*Trecho de origem*:
──────────────────────────────

Para
celebrar a memória de Santo Inácio de Loyola neste 31 de julho, compartilhamos
uma reflexão do Pe. Adroaldo Palaoro, SJ para ajudar a "aquecer a
memória" deste homem que deixou uma marca original no seu tempo; sua
experiência tem valor universal, sobretudo aquela que está contida nos
Exercícios Espirituais, e que tem transformado a vida de tantas pessoas.
Inácio
de Loyola foi um homem da mudança, da transição no tempo, dos tempos novos,
agitados, turbulentos, de transbordantes novidades que punham em questão tudo o
que até então ele recebera; mas não se fechou a elas e, sim, abriu-se ao
diferente e novo. Um novo “movimento” começa em sua vida e Inácio
passa a viver a aventura de contínuos deslocamentos, internos e
geográficos. Torna-se o peregrino do Absoluto.
Sempre
em marcha, sem encurtar os passos, o peregrino Inácio avança como homem
livre, sem deixar-se aprisionar por nada nem por ninguém, aberto aos
acontecimentos, pronto a servir a Deus ali onde O encontra. A peregrinação
interna e geográfica o torna mais humano, com maior visão, grandes desejos.
A
grande originalidade na história e na vida de Inácio não é a que ocorreu fora,
mas a que aconteceu dentro dele mesmo. Sua principal contribuição à história da
humanidade não é o que pessoalmente ele realizou em suas atividades de
apostolado e de governo, ou sua obra exterior mais conhecida, a Companhia de Jesus,
mas a descoberta de seu “mundo interior” e, através dela, a
descoberta desse continente sempre inexplorado e surpreendente, que é
o coração de cada ser humano, onde acontece o mais importante e
decisivo em cada pessoa.
Imobilizado
e impossibilitado fisicamente, Inácio se surpreende a si mesmo escavando e
trazendo à tona toda sua capacidade de aventura neste continente inexplorado (o
de seu mundo interior e o da ação de Deus nele). Enquanto seus contemporâneos
aventuravam-se na descoberta de novas terras, seu descobrimento não é menos
importante, e é de maior alcance humano que o daqueles. Sem ruído, sem galeões,
sem dinheiro, sem pólvora, sem armas, sem sangue, sem violência, sem vencidos e
humilhados, Inácio abrirá caminhos nesse continente interior, próprio e de cada
ser humano, “conduzido, sabiamente ignorante” do que vai
encontrar, deixando-se levar e observando como é levado.

──────────────────────────────

*Requisitos*:
Transcreva fielmente a passagem do texto acima sobre Santo Inácio de Loyola, iniciando nas palavras que contêm "Imobilizado" e encerrando logo após "como é levado.".

*Material extraído*:
──────────────────────────────

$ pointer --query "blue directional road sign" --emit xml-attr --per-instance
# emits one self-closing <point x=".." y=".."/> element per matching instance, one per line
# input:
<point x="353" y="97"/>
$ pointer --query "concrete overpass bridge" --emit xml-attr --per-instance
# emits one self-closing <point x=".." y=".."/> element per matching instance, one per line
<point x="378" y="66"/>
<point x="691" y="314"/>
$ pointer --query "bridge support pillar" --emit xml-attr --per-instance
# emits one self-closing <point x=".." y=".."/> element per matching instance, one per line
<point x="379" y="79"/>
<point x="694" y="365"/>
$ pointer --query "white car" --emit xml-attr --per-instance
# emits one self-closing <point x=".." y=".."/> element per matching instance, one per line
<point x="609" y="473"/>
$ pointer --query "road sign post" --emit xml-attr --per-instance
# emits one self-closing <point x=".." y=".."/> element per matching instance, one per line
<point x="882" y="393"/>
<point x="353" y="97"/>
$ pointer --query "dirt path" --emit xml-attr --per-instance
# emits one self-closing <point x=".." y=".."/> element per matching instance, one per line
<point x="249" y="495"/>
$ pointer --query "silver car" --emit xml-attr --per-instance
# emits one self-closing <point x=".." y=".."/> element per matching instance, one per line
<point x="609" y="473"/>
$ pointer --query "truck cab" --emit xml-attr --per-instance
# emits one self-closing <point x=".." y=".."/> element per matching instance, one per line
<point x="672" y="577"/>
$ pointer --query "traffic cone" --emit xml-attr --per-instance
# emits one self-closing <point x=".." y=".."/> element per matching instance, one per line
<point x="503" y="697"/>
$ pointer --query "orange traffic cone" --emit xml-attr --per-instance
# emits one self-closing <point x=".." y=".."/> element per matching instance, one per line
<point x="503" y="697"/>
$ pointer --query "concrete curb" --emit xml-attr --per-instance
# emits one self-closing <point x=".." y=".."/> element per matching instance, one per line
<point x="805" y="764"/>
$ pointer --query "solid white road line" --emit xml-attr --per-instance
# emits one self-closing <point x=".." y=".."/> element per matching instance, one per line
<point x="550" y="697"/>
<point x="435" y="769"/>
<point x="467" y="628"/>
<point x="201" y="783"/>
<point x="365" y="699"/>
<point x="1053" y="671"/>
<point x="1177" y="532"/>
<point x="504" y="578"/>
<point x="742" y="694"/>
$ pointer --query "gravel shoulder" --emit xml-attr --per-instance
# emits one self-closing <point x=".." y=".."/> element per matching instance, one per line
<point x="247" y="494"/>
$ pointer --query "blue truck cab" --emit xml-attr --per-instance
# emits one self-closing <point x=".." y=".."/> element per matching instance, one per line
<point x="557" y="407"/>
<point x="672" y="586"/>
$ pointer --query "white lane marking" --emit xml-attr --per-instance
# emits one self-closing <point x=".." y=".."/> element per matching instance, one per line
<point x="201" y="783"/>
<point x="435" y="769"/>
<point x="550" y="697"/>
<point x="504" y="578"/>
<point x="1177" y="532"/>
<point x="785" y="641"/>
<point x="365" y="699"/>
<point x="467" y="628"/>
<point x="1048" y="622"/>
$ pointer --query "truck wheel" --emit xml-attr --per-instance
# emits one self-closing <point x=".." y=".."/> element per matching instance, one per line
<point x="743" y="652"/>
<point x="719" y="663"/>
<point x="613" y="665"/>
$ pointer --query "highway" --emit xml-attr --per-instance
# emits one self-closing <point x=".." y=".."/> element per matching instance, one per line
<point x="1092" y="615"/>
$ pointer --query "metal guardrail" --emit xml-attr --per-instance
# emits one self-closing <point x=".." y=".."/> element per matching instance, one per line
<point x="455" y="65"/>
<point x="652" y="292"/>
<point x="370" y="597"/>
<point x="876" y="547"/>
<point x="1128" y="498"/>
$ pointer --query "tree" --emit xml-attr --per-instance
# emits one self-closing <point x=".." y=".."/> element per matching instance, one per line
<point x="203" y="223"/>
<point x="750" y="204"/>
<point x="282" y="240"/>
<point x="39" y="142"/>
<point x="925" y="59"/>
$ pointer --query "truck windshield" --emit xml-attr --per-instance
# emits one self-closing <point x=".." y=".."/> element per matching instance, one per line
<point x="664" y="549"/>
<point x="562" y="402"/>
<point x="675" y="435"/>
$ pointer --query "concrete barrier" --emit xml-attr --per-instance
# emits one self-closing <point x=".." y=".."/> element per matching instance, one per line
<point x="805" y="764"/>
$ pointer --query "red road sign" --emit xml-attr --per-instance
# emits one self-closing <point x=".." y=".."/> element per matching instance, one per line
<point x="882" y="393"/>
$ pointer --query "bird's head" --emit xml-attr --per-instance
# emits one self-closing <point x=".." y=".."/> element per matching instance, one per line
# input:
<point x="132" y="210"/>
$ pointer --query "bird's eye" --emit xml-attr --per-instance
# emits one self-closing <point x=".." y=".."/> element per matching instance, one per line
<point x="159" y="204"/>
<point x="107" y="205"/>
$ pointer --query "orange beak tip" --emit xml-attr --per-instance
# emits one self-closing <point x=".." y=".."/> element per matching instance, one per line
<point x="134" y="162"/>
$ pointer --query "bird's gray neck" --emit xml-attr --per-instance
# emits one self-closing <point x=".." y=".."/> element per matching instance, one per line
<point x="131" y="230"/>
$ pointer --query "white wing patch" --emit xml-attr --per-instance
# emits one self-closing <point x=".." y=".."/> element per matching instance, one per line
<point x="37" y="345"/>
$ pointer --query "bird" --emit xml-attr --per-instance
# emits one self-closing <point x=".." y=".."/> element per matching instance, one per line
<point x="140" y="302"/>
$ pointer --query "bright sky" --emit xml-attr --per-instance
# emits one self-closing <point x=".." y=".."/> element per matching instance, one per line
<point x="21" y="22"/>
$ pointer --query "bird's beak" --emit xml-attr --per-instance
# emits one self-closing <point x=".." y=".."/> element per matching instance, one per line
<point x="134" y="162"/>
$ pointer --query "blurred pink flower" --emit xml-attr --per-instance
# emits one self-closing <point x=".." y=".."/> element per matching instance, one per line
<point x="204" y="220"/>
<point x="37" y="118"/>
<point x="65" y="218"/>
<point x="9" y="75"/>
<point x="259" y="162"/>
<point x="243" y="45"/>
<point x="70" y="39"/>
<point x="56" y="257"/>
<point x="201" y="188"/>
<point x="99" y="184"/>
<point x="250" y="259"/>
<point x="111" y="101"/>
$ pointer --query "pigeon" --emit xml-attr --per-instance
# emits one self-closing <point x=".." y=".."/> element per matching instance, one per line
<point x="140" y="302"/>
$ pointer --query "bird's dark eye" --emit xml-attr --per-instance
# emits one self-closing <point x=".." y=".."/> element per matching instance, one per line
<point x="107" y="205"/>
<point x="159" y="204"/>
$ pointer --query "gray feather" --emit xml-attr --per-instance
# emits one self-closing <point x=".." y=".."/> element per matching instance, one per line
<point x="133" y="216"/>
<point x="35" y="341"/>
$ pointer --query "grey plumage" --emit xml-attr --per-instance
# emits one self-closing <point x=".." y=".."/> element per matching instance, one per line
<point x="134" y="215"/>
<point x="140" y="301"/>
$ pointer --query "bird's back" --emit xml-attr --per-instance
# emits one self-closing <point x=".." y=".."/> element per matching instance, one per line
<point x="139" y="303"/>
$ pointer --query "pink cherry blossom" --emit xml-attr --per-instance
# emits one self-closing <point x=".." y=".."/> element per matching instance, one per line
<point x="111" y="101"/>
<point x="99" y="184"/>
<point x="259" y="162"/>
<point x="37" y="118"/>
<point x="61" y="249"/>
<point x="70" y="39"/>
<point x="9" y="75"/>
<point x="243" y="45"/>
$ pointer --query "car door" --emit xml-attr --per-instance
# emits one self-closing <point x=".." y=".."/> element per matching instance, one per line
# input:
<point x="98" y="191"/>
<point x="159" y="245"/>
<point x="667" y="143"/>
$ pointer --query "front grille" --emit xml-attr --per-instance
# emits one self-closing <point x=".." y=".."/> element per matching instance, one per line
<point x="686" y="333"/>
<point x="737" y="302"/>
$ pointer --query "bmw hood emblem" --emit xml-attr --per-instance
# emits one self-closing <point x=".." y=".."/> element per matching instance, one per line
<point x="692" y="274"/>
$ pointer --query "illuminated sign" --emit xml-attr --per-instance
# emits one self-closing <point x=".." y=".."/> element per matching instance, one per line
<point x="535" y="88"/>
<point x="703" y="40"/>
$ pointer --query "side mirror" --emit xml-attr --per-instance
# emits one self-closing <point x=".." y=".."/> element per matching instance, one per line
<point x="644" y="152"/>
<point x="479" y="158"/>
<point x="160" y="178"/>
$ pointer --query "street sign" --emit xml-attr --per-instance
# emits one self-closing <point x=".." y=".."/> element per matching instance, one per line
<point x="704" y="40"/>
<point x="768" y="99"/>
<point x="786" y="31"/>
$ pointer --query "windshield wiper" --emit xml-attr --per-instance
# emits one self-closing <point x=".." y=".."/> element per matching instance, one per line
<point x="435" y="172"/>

──────────────────────────────

*Solução da tarefa*:
Imobilizado
e impossibilitado fisicamente, Inácio se surpreende a si mesmo escavando e
trazendo à tona toda sua capacidade de aventura neste continente inexplorado (o
de seu mundo interior e o da ação de Deus nele). Enquanto seus contemporâneos
aventuravam-se na descoberta de novas terras, seu descobrimento não é menos
importante, e é de maior alcance humano que o daqueles. Sem ruído, sem galeões,
sem dinheiro, sem pólvora, sem armas, sem sangue, sem violência, sem vencidos e
humilhados, Inácio abrirá caminhos nesse continente interior, próprio e de cada
ser humano, “conduzido, sabiamente ignorante” do que vai
encontrar, deixando-se levar e observando como é levado.